# Registros de datos

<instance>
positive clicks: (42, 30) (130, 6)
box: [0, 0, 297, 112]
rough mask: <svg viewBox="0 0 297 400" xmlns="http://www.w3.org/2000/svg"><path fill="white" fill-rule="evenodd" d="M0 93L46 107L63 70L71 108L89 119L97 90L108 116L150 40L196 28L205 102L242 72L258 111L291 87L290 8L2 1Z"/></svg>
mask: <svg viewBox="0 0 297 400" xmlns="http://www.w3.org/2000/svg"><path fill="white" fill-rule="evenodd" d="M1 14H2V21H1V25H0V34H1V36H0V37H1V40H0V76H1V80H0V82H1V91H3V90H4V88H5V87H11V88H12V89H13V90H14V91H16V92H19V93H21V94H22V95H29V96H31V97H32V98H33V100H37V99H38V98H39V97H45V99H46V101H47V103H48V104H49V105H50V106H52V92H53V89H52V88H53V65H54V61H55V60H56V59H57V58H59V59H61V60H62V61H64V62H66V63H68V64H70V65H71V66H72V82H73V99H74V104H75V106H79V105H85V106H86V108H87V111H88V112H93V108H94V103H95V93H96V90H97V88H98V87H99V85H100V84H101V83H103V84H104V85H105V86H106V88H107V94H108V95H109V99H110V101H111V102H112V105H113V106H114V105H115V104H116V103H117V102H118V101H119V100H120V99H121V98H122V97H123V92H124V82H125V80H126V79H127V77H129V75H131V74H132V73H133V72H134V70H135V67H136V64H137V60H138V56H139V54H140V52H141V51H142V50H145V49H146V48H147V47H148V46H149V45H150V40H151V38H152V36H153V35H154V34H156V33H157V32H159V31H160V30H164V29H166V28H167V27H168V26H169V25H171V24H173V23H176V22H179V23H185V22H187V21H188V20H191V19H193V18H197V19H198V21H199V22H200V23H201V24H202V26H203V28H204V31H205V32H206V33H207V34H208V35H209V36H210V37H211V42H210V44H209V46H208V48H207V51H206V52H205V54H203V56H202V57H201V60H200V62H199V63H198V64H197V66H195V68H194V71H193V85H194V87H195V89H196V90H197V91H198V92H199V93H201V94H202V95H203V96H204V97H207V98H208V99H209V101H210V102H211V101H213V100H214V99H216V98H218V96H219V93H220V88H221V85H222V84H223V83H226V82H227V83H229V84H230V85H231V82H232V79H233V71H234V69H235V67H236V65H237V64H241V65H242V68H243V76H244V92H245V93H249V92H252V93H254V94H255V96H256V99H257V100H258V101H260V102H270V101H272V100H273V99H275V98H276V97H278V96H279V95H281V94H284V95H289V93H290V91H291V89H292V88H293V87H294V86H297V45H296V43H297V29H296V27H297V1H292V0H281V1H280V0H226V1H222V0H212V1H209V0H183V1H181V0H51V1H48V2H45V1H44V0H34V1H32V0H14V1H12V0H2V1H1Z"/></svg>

* * *

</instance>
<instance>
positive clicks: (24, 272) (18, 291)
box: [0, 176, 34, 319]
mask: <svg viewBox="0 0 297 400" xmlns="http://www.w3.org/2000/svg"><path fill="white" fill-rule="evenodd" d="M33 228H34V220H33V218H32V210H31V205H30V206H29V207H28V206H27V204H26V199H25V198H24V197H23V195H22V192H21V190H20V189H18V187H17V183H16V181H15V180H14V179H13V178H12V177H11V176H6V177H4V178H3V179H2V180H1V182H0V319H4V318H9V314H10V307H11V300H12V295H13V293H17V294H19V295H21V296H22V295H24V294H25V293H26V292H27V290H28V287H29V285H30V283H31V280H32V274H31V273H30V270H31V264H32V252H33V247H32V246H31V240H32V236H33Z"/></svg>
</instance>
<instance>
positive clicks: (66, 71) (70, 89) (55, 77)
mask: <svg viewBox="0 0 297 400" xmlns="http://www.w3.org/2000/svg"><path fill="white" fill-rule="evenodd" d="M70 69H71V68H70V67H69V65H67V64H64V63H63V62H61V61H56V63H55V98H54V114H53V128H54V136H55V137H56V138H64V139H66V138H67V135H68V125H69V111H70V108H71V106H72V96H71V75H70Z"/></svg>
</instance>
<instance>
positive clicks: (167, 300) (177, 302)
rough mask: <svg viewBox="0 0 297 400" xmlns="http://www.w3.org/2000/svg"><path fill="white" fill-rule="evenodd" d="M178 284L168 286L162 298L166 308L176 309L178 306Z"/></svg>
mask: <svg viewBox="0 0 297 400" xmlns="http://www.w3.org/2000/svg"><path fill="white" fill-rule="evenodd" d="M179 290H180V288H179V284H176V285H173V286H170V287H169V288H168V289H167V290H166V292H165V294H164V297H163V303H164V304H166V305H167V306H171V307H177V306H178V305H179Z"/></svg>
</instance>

# TAREA
Extrae de los registros cada línea que contenga la cadena "positive". Distingue entre mayúsculas y minúsculas.

# RESPUESTA
positive clicks: (42, 30) (130, 6)
positive clicks: (24, 272) (18, 291)
positive clicks: (66, 71) (70, 89) (55, 77)
positive clicks: (167, 300) (177, 302)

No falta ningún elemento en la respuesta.